#### Texte cité:
----
Les matches de qualification pour l’Europa League contre les Autrichiens de Sankt Pölten ne seront pas joués par Bakkali, comme le seront tous ceux de l’équipe première du PSV au cours de cette deuxième saison. Un mois plus tard, Brands retire définitivement la proposition de contrat qui avait déjà été faite en janvier. L’ailier ne portera plus pour le PSV. Comment Bakkali a pu passer du paradis à l’enfer en aussi peu de temps ? Un numéro du magazine néerlandais Voetbal International, dans lequel les dirigeants du PSV ont accepté de répondre, permet d’établir une chronologie des événements. Elle raconte l’histoire d’un garçon instable, avec une famille qui l’est tout autant. Il a trop peu de repères autour de lui. Avec toutes les conséquences néfastes qui en découlent.
----
#### Tâches à effectuer:
1 – Dans le texte sur Bakkali, recopiez le passage qui va de « Les matches de » à « qui en découlent. ».
2 – Prolongez le texte sur Bakkali et le PSV au-delà de sa dernière phrase.

#### Entrées de pointage d’objets nommés:
----
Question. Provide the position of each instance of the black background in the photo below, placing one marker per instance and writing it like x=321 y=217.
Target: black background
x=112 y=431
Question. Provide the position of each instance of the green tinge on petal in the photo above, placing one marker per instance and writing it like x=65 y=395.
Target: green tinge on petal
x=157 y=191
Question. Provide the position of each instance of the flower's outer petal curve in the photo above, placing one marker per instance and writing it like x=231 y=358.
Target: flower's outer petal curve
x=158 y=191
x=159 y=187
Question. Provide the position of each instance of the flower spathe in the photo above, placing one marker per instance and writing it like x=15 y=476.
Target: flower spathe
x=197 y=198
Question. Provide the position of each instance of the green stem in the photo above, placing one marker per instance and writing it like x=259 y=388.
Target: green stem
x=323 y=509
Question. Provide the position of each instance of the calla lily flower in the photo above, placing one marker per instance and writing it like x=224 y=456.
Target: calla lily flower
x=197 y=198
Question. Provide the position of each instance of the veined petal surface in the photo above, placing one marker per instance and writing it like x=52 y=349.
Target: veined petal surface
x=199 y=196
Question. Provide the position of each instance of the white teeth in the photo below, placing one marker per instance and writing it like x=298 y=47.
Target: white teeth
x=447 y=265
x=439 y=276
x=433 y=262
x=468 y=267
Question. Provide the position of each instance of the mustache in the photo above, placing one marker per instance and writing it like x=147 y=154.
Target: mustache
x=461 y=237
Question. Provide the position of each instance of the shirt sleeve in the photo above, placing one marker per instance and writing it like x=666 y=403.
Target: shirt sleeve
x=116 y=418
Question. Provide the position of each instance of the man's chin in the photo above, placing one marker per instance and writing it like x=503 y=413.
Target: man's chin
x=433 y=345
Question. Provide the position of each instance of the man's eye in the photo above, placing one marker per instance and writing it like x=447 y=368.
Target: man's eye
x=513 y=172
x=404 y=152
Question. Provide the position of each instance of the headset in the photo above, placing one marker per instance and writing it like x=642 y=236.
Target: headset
----
#### Les résultats:
1 –
Les matches de qualification pour l’Europa League contre les Autrichiens de Sankt Pölten ne seront pas joués par Bakkali, comme le seront tous ceux de l’équipe première du PSV au cours de cette deuxième saison. Un mois plus tard, Brands retire définitivement la proposition de contrat qui avait déjà été faite en janvier. L’ailier ne portera plus pour le PSV. Comment Bakkali a pu passer du paradis à l’enfer en aussi peu de temps ? Un numéro du magazine néerlandais Voetbal International, dans lequel les dirigeants du PSV ont accepté de répondre, permet d’établir une chronologie des événements. Elle raconte l’histoire d’un garçon instable, avec une famille qui l’est tout autant. Il a trop peu de repères autour de lui. Avec toutes les conséquences néfastes qui en découlent.

2 –
L’histoire de Voetbal International se déroule d’un agent à l’autre, d’un club intéressé à l’autre et d’une parole non-tenue à une autre. Bakkali est un talent qui a reçu beaucoup plus que les autres, à savoir un salaire et des primes supplémentaires, un iPad, une Mercedes, etc. Il a commencé à se sentir plus important que les autres. Il a connu des flirts constants avec d’autres clubs, comme Manchester City, l’Atlético de Madrid et l’Eintracht Francfort. Il y a eu des blessures et un comportement immature. « Il n’a pas respecté les rendez-vous », raconte Brands dans ce numéro de VI , en illustrant son propos par un exemple. « Il devait se présenter pour un traitement de blessure un dimanche, mais n’est pas venu. Quand je l’ai interpellé à ce sujet, il m’a dit qu’il avait oublié et qu’il avait un rendez-vous chez le dentiste. Un dimanche… Et bien, tu l’as dit », continue Brands en ironisant.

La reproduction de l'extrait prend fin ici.